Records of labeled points

┄┄┄┄┄┄┄┄┄┄┄┄┄┄┄┄┄┄┄┄

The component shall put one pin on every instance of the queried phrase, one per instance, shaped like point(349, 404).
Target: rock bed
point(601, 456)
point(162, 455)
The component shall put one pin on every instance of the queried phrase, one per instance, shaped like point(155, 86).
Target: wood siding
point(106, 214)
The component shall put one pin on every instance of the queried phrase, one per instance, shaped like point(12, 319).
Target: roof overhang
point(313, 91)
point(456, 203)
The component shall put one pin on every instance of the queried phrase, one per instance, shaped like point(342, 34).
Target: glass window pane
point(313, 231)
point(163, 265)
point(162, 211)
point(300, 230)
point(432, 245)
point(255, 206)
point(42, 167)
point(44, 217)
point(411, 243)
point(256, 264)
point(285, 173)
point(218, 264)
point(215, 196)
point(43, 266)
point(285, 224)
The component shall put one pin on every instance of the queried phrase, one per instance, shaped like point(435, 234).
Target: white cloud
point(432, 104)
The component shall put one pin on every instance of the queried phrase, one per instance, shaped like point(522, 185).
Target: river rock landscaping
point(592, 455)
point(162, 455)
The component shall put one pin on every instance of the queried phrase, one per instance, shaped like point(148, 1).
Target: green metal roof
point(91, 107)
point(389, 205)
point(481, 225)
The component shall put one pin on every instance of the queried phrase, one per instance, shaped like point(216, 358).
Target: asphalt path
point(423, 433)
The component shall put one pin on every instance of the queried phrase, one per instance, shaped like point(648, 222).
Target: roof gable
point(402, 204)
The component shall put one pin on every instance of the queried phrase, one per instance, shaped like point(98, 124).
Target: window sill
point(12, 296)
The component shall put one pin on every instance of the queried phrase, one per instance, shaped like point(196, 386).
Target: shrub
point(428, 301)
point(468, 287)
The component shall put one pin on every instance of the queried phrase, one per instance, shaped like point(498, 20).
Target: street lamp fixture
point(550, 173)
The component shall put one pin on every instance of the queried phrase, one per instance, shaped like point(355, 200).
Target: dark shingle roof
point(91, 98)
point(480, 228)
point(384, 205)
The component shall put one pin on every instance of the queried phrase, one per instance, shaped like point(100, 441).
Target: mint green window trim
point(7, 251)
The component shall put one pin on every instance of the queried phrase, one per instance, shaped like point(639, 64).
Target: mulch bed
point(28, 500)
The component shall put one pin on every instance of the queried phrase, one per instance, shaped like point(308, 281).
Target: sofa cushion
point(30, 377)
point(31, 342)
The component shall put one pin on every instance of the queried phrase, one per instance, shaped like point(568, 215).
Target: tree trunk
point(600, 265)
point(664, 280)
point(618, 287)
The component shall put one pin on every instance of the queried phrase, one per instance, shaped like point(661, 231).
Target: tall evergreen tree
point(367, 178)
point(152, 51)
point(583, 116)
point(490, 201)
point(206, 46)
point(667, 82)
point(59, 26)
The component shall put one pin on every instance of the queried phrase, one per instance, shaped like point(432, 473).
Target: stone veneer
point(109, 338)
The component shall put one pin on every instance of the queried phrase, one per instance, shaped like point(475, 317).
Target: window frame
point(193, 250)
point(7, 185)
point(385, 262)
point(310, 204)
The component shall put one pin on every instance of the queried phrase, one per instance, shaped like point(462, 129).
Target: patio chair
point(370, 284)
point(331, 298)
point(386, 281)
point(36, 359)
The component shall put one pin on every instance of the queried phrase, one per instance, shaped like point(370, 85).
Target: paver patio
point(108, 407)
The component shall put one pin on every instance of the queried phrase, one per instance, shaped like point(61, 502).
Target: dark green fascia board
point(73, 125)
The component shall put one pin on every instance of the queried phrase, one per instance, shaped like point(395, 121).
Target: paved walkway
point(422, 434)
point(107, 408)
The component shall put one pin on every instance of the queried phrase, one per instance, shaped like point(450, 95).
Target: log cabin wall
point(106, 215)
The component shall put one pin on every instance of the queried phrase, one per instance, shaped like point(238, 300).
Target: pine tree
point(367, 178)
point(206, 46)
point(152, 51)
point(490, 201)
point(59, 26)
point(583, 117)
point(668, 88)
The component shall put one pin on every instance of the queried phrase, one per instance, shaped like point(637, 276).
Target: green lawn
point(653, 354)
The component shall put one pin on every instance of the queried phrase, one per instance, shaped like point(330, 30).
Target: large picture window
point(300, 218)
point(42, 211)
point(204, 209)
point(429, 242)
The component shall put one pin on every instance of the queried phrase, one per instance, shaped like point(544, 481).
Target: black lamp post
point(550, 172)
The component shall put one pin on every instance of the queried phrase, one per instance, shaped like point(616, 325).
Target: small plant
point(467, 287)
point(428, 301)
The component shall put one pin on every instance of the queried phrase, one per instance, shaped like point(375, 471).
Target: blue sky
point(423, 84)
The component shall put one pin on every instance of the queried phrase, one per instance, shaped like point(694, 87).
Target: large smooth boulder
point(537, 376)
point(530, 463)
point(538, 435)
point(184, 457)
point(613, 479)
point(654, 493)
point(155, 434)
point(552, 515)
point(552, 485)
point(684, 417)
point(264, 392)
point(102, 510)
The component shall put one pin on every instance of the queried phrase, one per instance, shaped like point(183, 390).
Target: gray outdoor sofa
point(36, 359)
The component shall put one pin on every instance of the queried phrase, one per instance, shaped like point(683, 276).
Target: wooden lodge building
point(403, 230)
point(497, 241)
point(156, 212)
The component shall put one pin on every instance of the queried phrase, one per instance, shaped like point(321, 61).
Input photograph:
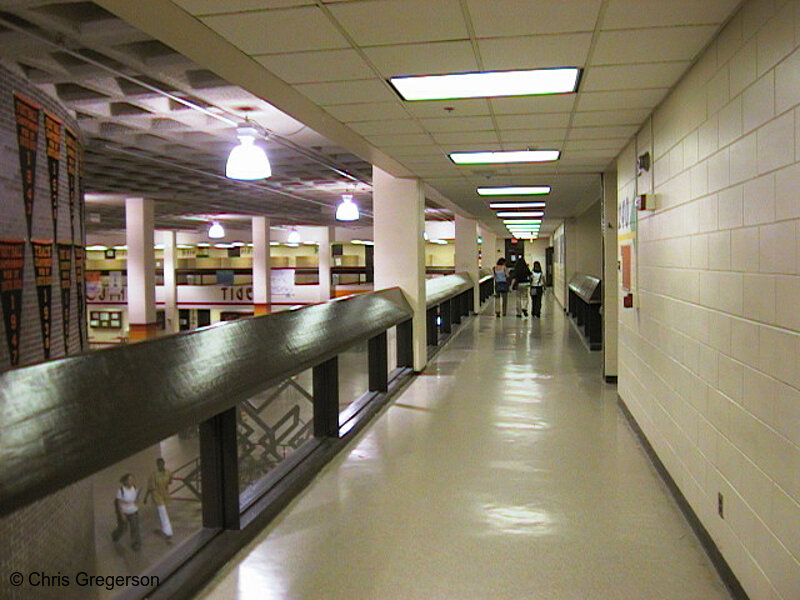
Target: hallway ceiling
point(325, 63)
point(339, 55)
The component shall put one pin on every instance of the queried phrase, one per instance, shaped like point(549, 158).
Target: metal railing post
point(326, 398)
point(219, 470)
point(431, 329)
point(405, 344)
point(378, 358)
point(446, 311)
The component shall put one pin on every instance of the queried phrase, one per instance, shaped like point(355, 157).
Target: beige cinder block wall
point(709, 364)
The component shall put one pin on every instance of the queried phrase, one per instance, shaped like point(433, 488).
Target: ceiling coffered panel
point(339, 55)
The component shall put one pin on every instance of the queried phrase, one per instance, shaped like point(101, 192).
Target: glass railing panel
point(271, 427)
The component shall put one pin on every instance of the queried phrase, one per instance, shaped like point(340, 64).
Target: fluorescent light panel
point(512, 205)
point(504, 156)
point(515, 190)
point(520, 214)
point(487, 84)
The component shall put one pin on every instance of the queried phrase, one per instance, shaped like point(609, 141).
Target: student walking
point(158, 488)
point(521, 283)
point(127, 511)
point(537, 289)
point(501, 284)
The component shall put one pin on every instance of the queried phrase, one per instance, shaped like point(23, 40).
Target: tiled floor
point(504, 471)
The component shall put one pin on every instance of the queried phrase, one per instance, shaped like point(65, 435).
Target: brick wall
point(57, 533)
point(710, 361)
point(13, 223)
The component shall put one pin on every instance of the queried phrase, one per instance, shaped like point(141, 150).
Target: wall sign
point(12, 263)
point(71, 144)
point(52, 131)
point(27, 117)
point(43, 268)
point(65, 281)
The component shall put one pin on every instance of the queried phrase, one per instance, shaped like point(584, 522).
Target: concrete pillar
point(398, 205)
point(467, 252)
point(488, 249)
point(261, 266)
point(327, 239)
point(610, 276)
point(141, 269)
point(168, 240)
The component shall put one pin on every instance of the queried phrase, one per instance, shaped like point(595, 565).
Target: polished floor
point(504, 471)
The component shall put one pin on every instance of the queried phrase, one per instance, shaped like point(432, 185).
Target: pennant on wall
point(72, 173)
point(43, 267)
point(27, 117)
point(80, 283)
point(52, 131)
point(12, 261)
point(65, 277)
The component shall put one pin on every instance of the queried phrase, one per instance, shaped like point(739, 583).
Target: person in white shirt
point(537, 290)
point(127, 511)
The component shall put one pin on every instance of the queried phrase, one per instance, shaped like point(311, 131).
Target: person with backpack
point(127, 511)
point(537, 289)
point(521, 284)
point(501, 284)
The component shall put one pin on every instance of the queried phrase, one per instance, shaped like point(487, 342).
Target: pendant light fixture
point(347, 210)
point(216, 231)
point(247, 161)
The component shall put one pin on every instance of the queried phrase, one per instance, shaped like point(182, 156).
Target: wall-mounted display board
point(105, 319)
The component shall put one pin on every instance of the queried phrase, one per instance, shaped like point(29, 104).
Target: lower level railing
point(201, 437)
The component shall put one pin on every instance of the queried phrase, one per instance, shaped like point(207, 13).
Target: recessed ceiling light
point(502, 205)
point(521, 213)
point(504, 156)
point(487, 84)
point(515, 190)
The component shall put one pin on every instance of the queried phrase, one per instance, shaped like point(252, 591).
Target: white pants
point(163, 516)
point(523, 291)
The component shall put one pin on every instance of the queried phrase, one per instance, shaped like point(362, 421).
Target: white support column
point(168, 240)
point(610, 276)
point(488, 249)
point(261, 266)
point(398, 205)
point(467, 252)
point(327, 238)
point(141, 269)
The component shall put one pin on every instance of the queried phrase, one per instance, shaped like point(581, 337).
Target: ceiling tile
point(401, 139)
point(208, 7)
point(277, 31)
point(330, 94)
point(444, 124)
point(633, 77)
point(423, 59)
point(532, 121)
point(411, 151)
point(472, 137)
point(616, 100)
point(314, 67)
point(440, 108)
point(524, 17)
point(596, 133)
point(611, 117)
point(649, 45)
point(400, 21)
point(530, 52)
point(386, 127)
point(614, 144)
point(623, 14)
point(533, 104)
point(370, 111)
point(551, 138)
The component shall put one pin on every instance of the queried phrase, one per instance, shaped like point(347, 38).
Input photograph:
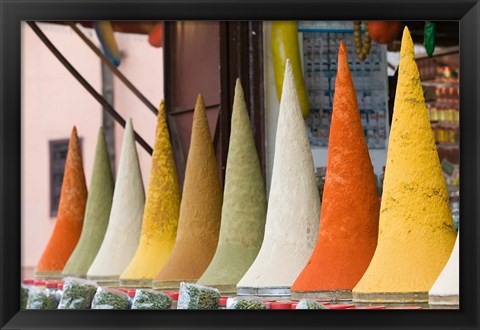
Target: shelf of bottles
point(441, 86)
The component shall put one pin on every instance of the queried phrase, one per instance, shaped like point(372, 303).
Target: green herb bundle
point(41, 299)
point(151, 299)
point(106, 298)
point(196, 296)
point(77, 294)
point(23, 296)
point(309, 304)
point(245, 303)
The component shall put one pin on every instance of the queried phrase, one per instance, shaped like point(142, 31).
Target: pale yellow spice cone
point(416, 232)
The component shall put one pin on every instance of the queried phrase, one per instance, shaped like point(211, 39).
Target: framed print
point(165, 164)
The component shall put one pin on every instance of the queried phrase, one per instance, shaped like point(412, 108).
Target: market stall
point(320, 184)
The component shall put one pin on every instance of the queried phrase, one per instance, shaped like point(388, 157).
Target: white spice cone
point(293, 206)
point(125, 223)
point(446, 289)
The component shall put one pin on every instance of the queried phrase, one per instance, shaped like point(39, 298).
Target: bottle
point(222, 303)
point(52, 289)
point(59, 292)
point(131, 295)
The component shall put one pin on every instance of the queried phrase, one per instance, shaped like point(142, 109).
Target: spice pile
point(77, 294)
point(151, 299)
point(195, 296)
point(107, 298)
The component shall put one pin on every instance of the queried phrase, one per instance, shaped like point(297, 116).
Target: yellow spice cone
point(160, 216)
point(200, 210)
point(416, 233)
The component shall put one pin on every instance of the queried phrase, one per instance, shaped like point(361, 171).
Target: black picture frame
point(14, 11)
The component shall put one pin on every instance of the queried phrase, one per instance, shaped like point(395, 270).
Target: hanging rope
point(109, 108)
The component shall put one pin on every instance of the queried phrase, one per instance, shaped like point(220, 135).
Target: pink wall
point(53, 101)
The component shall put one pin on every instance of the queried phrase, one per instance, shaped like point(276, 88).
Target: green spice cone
point(244, 205)
point(97, 213)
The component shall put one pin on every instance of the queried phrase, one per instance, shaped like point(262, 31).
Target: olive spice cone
point(71, 210)
point(97, 213)
point(125, 222)
point(293, 205)
point(416, 232)
point(350, 207)
point(160, 216)
point(200, 210)
point(446, 289)
point(244, 205)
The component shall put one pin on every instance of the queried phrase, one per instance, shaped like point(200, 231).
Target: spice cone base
point(323, 295)
point(170, 285)
point(390, 297)
point(444, 300)
point(266, 291)
point(143, 283)
point(48, 275)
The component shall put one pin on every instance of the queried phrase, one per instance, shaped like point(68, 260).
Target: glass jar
point(131, 295)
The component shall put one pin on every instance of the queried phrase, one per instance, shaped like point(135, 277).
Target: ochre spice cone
point(160, 216)
point(200, 210)
point(416, 232)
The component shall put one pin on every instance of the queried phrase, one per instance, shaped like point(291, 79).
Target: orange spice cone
point(200, 210)
point(160, 216)
point(125, 222)
point(291, 227)
point(71, 210)
point(350, 206)
point(416, 232)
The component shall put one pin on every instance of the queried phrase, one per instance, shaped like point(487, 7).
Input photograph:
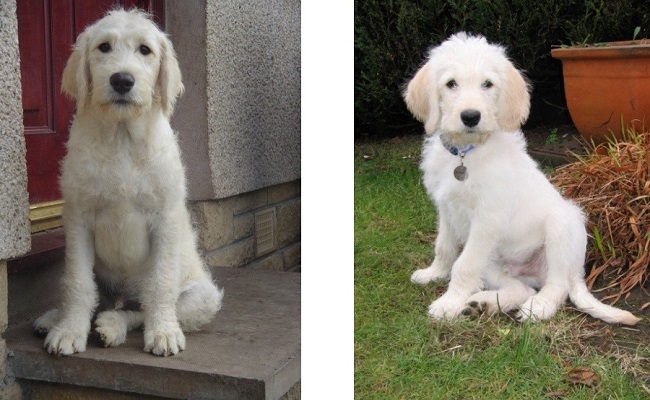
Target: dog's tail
point(586, 302)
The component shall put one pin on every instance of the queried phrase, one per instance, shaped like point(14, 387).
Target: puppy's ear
point(514, 102)
point(169, 77)
point(421, 96)
point(76, 81)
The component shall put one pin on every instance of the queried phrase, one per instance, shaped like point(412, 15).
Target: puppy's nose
point(122, 82)
point(470, 117)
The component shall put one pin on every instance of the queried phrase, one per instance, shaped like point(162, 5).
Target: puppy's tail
point(586, 302)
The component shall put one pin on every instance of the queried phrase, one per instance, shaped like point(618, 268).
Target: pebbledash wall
point(238, 125)
point(14, 207)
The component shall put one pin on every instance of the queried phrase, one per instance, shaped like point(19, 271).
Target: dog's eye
point(144, 50)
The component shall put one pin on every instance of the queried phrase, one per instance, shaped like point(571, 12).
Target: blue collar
point(456, 150)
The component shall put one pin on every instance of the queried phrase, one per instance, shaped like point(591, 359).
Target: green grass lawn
point(401, 354)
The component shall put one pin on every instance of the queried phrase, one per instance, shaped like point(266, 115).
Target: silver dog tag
point(460, 172)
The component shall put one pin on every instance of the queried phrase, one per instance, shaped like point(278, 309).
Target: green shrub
point(391, 39)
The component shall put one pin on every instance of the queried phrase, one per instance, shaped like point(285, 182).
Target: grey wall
point(14, 206)
point(239, 120)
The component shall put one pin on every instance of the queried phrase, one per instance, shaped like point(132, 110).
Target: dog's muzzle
point(122, 82)
point(470, 118)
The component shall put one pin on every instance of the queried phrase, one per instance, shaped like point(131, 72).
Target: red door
point(46, 31)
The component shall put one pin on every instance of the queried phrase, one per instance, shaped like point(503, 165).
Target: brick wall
point(259, 229)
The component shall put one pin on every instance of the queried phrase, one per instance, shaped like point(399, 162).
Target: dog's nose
point(122, 82)
point(470, 117)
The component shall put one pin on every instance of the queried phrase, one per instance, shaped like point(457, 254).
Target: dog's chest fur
point(125, 184)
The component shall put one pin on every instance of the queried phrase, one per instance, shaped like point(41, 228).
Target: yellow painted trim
point(46, 215)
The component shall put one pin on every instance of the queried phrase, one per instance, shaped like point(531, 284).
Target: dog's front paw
point(112, 327)
point(164, 342)
point(446, 308)
point(65, 341)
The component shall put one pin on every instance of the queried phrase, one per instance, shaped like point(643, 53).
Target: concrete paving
point(250, 351)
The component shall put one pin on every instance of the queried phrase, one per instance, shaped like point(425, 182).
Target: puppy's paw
point(474, 309)
point(45, 322)
point(65, 341)
point(446, 308)
point(164, 342)
point(112, 328)
point(424, 276)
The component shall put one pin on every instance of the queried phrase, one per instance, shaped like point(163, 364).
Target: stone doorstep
point(250, 351)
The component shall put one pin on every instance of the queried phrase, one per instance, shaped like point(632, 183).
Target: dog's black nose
point(470, 117)
point(122, 82)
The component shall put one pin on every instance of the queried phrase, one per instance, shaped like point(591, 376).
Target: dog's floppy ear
point(169, 77)
point(514, 102)
point(421, 96)
point(76, 74)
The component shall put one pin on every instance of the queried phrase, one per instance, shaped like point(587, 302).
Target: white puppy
point(506, 238)
point(123, 183)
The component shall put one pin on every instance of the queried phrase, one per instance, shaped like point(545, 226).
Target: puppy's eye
point(144, 50)
point(104, 47)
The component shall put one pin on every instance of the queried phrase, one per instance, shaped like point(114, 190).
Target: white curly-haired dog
point(506, 238)
point(123, 183)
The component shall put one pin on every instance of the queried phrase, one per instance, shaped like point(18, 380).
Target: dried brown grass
point(612, 184)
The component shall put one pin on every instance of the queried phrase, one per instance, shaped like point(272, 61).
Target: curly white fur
point(123, 183)
point(506, 238)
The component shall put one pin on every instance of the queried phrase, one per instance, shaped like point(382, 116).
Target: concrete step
point(250, 351)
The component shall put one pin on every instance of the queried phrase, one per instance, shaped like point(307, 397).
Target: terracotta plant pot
point(607, 84)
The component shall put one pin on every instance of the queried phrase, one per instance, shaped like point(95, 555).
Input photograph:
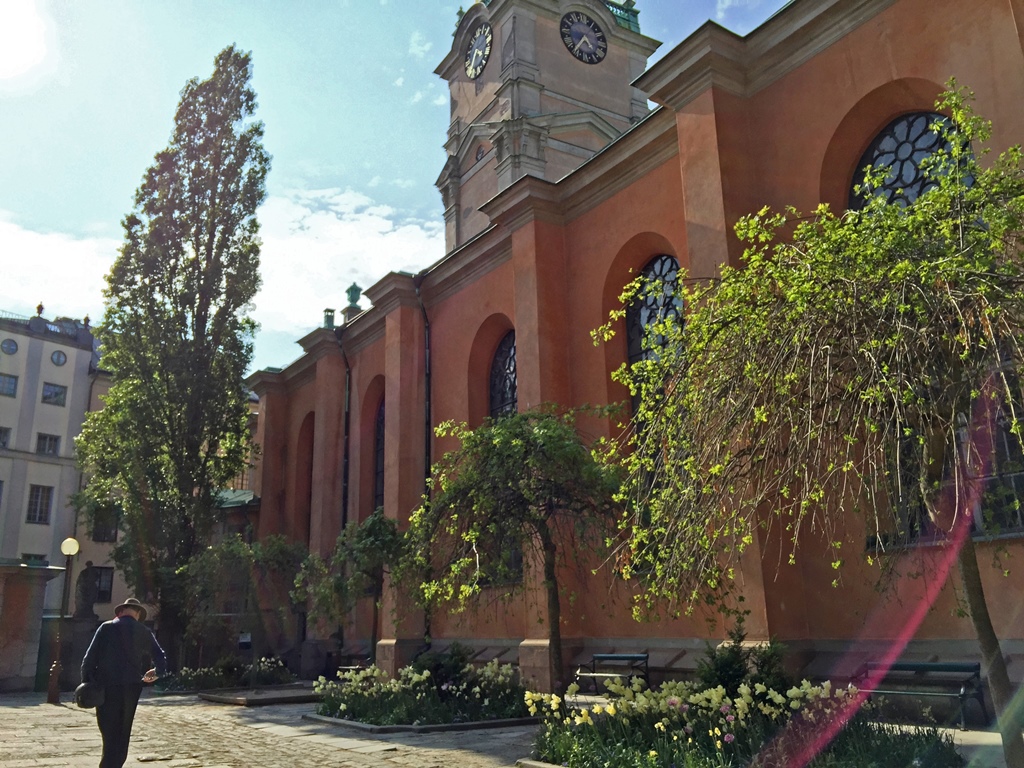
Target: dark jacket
point(121, 652)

┄┄┄┄┄┄┄┄┄┄┄┄┄┄┄┄┄┄┄┄

### GIVEN EXERCISE
Retype the lines from the one containing "like point(432, 473)." through the one containing "point(310, 204)", inclusive, with no changes.

### REPLY
The component shall put one pin on every instance of the queried phrase, one per instance, shaped like point(432, 473).
Target: stone veneer
point(109, 338)
The component shall put one pin on every instance of the queried phrase, one per instance, shaped like point(475, 317).
Target: window frame
point(193, 250)
point(7, 185)
point(385, 262)
point(310, 204)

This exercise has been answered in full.